→ **EXERCISE AIM**
Identify every line in the material below that contains the word "ventilation" and copy each of those lines.
-- begin RECORD EXCERPTS --
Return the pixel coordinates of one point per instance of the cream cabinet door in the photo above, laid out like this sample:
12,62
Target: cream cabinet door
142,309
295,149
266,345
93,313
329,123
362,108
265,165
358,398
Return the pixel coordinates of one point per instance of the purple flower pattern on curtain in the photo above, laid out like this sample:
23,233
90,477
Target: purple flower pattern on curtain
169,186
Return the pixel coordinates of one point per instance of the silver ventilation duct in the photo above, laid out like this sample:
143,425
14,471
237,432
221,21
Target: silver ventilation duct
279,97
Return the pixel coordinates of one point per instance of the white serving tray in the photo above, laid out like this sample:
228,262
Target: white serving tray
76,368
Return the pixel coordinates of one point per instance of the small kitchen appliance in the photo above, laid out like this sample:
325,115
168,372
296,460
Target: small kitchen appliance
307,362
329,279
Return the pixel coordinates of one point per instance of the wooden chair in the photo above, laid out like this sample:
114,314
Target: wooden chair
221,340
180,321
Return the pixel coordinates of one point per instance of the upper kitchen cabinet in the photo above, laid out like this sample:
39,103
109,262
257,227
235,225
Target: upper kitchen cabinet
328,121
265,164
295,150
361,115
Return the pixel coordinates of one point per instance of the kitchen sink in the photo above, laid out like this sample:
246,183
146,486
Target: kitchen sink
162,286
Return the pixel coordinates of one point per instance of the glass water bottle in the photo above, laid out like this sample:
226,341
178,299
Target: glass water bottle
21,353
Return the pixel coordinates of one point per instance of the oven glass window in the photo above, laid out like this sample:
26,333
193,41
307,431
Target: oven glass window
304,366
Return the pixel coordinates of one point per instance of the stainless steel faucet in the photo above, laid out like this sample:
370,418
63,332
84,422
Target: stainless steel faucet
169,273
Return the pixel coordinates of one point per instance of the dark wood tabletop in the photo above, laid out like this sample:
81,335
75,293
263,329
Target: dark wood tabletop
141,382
-- end RECORD EXCERPTS --
-- begin RECORD EXCERPTS --
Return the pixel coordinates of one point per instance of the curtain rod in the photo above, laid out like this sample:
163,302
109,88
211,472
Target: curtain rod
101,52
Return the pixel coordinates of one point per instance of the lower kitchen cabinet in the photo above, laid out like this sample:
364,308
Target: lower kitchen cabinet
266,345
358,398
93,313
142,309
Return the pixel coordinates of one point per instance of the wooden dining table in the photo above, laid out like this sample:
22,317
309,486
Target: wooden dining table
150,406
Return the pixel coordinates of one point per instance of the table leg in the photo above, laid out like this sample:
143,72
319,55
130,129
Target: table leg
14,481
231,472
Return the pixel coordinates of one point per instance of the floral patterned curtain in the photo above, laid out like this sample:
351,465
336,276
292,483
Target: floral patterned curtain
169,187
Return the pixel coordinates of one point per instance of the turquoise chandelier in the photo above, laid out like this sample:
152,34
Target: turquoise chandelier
-- end RECORD EXCERPTS --
→ **ANSWER TO THE EXERCISE**
Return the pixel coordinates of one point per instance of the silver ventilation duct in the photo above, laid out like this sample:
Target: silver ventilation duct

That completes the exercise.